==== Material provided ====

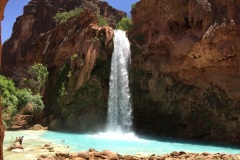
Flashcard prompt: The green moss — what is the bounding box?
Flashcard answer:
[116,17,132,31]
[53,7,84,23]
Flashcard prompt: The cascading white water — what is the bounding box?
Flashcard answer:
[107,30,132,131]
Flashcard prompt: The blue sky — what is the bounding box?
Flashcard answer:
[2,0,139,42]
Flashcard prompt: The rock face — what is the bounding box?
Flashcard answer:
[1,0,126,72]
[0,0,8,159]
[1,0,126,131]
[129,0,240,144]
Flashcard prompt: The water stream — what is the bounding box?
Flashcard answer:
[4,30,240,160]
[107,30,132,132]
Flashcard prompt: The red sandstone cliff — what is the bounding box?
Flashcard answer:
[1,0,126,72]
[1,0,126,131]
[129,0,240,144]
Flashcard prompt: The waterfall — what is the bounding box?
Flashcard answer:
[107,30,132,131]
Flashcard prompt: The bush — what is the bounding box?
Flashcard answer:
[17,89,44,112]
[97,14,109,27]
[132,3,136,9]
[0,75,18,115]
[19,63,48,94]
[0,75,44,116]
[116,17,132,31]
[53,7,84,23]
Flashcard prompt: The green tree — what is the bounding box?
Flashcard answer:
[19,63,48,94]
[0,75,18,115]
[53,7,84,23]
[116,17,132,31]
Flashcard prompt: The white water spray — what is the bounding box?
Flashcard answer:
[107,30,132,132]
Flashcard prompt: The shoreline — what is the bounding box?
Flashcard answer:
[3,130,240,160]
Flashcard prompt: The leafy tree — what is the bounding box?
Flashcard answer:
[53,7,84,23]
[116,17,132,31]
[19,63,48,94]
[17,89,44,113]
[0,75,18,115]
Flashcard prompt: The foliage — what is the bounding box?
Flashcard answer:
[132,3,136,9]
[17,89,44,112]
[0,75,44,116]
[116,17,132,31]
[19,63,48,94]
[0,75,18,115]
[53,7,84,23]
[97,14,109,27]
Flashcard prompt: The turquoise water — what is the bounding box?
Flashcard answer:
[41,131,240,155]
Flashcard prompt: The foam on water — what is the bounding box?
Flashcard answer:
[91,130,144,141]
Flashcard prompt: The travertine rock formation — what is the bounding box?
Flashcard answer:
[1,0,126,131]
[1,0,126,72]
[129,0,240,144]
[0,0,8,159]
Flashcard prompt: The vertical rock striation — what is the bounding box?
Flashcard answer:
[129,0,240,144]
[1,0,126,72]
[0,0,8,159]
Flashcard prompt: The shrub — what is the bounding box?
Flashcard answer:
[97,14,109,27]
[0,75,18,115]
[0,75,44,116]
[132,3,136,9]
[53,7,84,23]
[17,89,44,112]
[116,17,132,31]
[19,63,48,94]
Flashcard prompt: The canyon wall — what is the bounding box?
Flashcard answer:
[129,0,240,144]
[1,0,127,131]
[1,0,126,74]
[0,0,8,159]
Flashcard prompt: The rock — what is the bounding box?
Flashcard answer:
[100,150,119,160]
[11,148,24,153]
[55,153,70,158]
[128,0,240,144]
[29,124,48,131]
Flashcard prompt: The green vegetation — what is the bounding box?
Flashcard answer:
[0,75,44,116]
[97,14,109,27]
[19,63,48,94]
[132,3,136,9]
[0,75,18,115]
[53,7,84,23]
[116,17,132,31]
[0,64,48,126]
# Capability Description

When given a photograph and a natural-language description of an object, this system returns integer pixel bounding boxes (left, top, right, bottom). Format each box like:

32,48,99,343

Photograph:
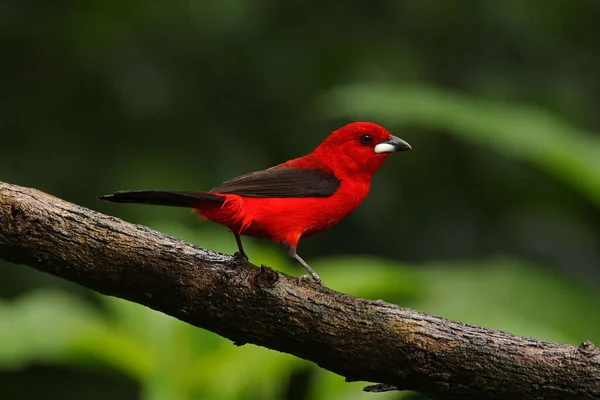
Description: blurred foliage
0,0,600,400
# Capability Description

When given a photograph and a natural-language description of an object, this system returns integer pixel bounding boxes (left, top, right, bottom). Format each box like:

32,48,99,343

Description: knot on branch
577,340,600,361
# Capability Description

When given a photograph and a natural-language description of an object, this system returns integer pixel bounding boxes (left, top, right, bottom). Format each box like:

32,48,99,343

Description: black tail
98,190,225,208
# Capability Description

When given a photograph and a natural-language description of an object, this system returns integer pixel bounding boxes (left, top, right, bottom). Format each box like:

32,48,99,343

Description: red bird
100,122,411,283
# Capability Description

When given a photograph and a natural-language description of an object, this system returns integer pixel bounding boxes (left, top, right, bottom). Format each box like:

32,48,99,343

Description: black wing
211,167,340,197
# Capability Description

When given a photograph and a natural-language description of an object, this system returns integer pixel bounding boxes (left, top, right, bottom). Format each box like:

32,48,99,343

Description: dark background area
0,0,600,400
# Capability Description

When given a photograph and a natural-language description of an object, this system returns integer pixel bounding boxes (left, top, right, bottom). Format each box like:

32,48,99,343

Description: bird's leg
288,245,323,285
233,233,248,261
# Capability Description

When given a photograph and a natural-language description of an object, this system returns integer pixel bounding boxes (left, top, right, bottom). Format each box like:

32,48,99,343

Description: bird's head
315,122,411,177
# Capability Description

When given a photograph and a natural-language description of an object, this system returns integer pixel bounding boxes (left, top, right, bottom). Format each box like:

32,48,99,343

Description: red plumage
101,122,410,282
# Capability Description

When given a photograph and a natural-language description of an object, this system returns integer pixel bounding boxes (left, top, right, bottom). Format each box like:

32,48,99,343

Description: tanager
100,122,411,284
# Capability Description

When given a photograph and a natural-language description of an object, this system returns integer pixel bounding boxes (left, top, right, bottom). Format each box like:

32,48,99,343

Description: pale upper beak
375,136,412,153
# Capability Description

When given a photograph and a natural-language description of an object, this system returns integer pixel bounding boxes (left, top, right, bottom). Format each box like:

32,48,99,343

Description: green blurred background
0,0,600,400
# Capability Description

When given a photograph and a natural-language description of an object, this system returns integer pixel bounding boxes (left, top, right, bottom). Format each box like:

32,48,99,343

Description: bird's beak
375,136,412,153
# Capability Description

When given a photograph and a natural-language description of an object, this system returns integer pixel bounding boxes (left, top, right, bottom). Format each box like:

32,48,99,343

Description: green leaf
411,259,600,345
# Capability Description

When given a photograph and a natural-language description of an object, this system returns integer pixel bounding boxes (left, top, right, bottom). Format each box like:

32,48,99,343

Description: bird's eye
359,133,373,146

====

Give every line of the records above as a JSON array of strings, one string per line, with blank lines dropped and the pictures left out.

[
  "Flashcard prompt: The green moss — what is the bounding box?",
  "Flashcard answer:",
  "[116,17,132,31]",
  "[53,7,84,23]",
  "Flashcard prompt: The cascading white water — what is the bounding box?",
  "Flashcard answer:",
  "[107,30,132,131]",
  "Flashcard prompt: The blue sky — what is the bounding box?",
  "Flashcard answer:",
  "[2,0,139,42]",
  "Flashcard prompt: The rock face — what is the bounding box?",
  "Flashcard answer:",
  "[1,0,126,72]",
  "[0,0,8,159]",
  "[1,0,126,131]",
  "[129,0,240,144]",
  "Flashcard prompt: The water stream — what is the bounding box?",
  "Flashcard answer:",
  "[4,30,240,160]",
  "[107,30,132,132]",
  "Flashcard prompt: The red sandstone cliff — what is the bounding box?",
  "Flashcard answer:",
  "[1,0,126,72]",
  "[1,0,126,131]",
  "[129,0,240,144]",
  "Flashcard prompt: The waterfall — what is the bounding box?",
  "Flashcard answer:",
  "[107,30,132,131]",
  "Flashcard prompt: The bush — what is the bounding box?",
  "Flashcard answer:",
  "[17,89,44,112]",
  "[97,14,109,27]",
  "[132,3,136,9]",
  "[0,75,18,115]",
  "[19,63,48,94]",
  "[0,75,44,116]",
  "[116,17,132,31]",
  "[53,7,84,23]",
  "Flashcard prompt: The green tree — what is the bounding box?",
  "Flashcard answer:",
  "[19,63,48,94]",
  "[0,75,18,115]",
  "[53,7,84,23]",
  "[116,17,132,31]",
  "Flashcard prompt: The white water spray — what is the bounding box?",
  "Flashcard answer:",
  "[107,30,132,132]",
  "Flashcard prompt: The shoreline — what is the bounding box?",
  "Flashcard answer:",
  "[3,130,240,160]",
  "Flashcard prompt: The leafy tree — what is the bounding box?",
  "Flashcard answer:",
  "[53,7,84,23]",
  "[116,17,132,31]",
  "[19,63,48,94]",
  "[17,89,44,113]",
  "[0,75,18,115]",
  "Flashcard prompt: The foliage — what is the bounding box?",
  "Flashcard answer:",
  "[132,3,136,9]",
  "[17,89,44,112]",
  "[0,75,44,116]",
  "[116,17,132,31]",
  "[19,63,48,94]",
  "[0,75,18,115]",
  "[53,7,84,23]",
  "[97,14,109,27]",
  "Flashcard prompt: The turquoise water — what is the bounding box?",
  "Flashcard answer:",
  "[41,131,240,155]",
  "Flashcard prompt: The foam on water — what is the bounding box?",
  "Flashcard answer:",
  "[91,130,144,141]",
  "Flashcard prompt: The travertine rock formation — what is the bounding box?",
  "Flashcard answer:",
  "[1,0,126,131]",
  "[1,0,126,72]",
  "[129,0,240,144]",
  "[0,0,8,159]",
  "Flashcard prompt: The vertical rock striation — what is the bounding box?",
  "Flashcard answer:",
  "[129,0,240,144]",
  "[1,0,126,72]",
  "[0,0,8,159]",
  "Flashcard prompt: The shrub — what is the bounding box?",
  "Flashcard answer:",
  "[97,14,109,27]",
  "[0,75,18,115]",
  "[0,75,44,116]",
  "[132,3,136,9]",
  "[53,7,84,23]",
  "[17,89,44,112]",
  "[116,17,132,31]",
  "[19,63,48,94]",
  "Flashcard prompt: The canyon wall — what is the bounding box?",
  "Flashcard answer:",
  "[129,0,240,144]",
  "[1,0,127,131]",
  "[1,0,126,74]",
  "[0,0,8,159]",
  "Flashcard prompt: The rock — what is the bounding box?",
  "Flashcard answer:",
  "[100,150,119,160]",
  "[11,148,24,153]",
  "[55,153,70,158]",
  "[128,0,240,144]",
  "[29,124,48,131]",
  "Flashcard prompt: The green vegetation — what is the bounding box?",
  "Flashcard answer:",
  "[0,75,44,116]",
  "[97,14,109,27]",
  "[19,63,48,94]",
  "[132,3,136,9]",
  "[0,75,18,115]",
  "[53,7,84,23]",
  "[116,17,132,31]",
  "[0,64,48,126]",
  "# Capability Description",
  "When given a photograph and a natural-language description of an object, this system returns integer pixel bounding boxes (left, top, right, bottom). Format each box like:",
  "32,48,99,343",
  "Photograph:",
  "Description: blurred foliage",
  "0,0,600,400",
  "# Capability Description",
  "When given a photograph and a natural-language description of an object, this system returns integer pixel bounding boxes (left, top, right, bottom). Format each box like:",
  "32,48,99,343",
  "Description: knot on branch",
  "577,340,600,361",
  "# Capability Description",
  "When given a photograph and a natural-language description of an object, this system returns integer pixel bounding boxes (left, top, right, bottom). Format each box like:",
  "32,48,99,343",
  "Description: black tail",
  "98,190,225,208",
  "# Capability Description",
  "When given a photograph and a natural-language description of an object, this system returns integer pixel bounding boxes (left, top, right, bottom). Format each box like:",
  "32,48,99,343",
  "Description: red bird",
  "100,122,411,283",
  "# Capability Description",
  "When given a photograph and a natural-language description of an object, this system returns integer pixel bounding boxes (left, top, right, bottom). Format each box like:",
  "32,48,99,343",
  "Description: black wing",
  "211,167,340,197",
  "# Capability Description",
  "When given a photograph and a natural-language description of an object, this system returns integer pixel bounding boxes (left, top, right, bottom). Format each box like:",
  "32,48,99,343",
  "Description: dark background area",
  "0,0,600,400",
  "# Capability Description",
  "When given a photograph and a natural-language description of an object, this system returns integer pixel bounding boxes (left, top, right, bottom). Format each box like:",
  "32,48,99,343",
  "Description: bird's leg",
  "288,245,323,285",
  "233,233,248,261",
  "# Capability Description",
  "When given a photograph and a natural-language description of an object, this system returns integer pixel bounding boxes (left, top, right, bottom). Format each box like:",
  "32,48,99,343",
  "Description: bird's head",
  "315,122,411,177",
  "# Capability Description",
  "When given a photograph and a natural-language description of an object, this system returns integer pixel bounding boxes (left, top, right, bottom). Format each box like:",
  "32,48,99,343",
  "Description: red plumage",
  "101,122,410,282",
  "# Capability Description",
  "When given a photograph and a natural-language description of an object, this system returns integer pixel bounding boxes (left, top, right, bottom). Format each box like:",
  "32,48,99,343",
  "Description: tanager",
  "100,122,411,284",
  "# Capability Description",
  "When given a photograph and a natural-language description of an object, this system returns integer pixel bounding boxes (left, top, right, bottom). Format each box like:",
  "32,48,99,343",
  "Description: pale upper beak",
  "375,136,412,153",
  "# Capability Description",
  "When given a photograph and a natural-language description of an object, this system returns integer pixel bounding boxes (left, top, right, bottom). Format each box like:",
  "32,48,99,343",
  "Description: green blurred background",
  "0,0,600,400",
  "# Capability Description",
  "When given a photograph and a natural-language description of an object, this system returns integer pixel bounding boxes (left, top, right, bottom). Format each box like:",
  "32,48,99,343",
  "Description: bird's beak",
  "375,136,412,153",
  "# Capability Description",
  "When given a photograph and a natural-language description of an object, this system returns integer pixel bounding boxes (left, top, right, bottom). Format each box like:",
  "32,48,99,343",
  "Description: green leaf",
  "411,259,600,345",
  "# Capability Description",
  "When given a photograph and a natural-language description of an object, this system returns integer pixel bounding boxes (left, top, right, bottom). Format each box like:",
  "32,48,99,343",
  "Description: bird's eye",
  "359,133,373,146"
]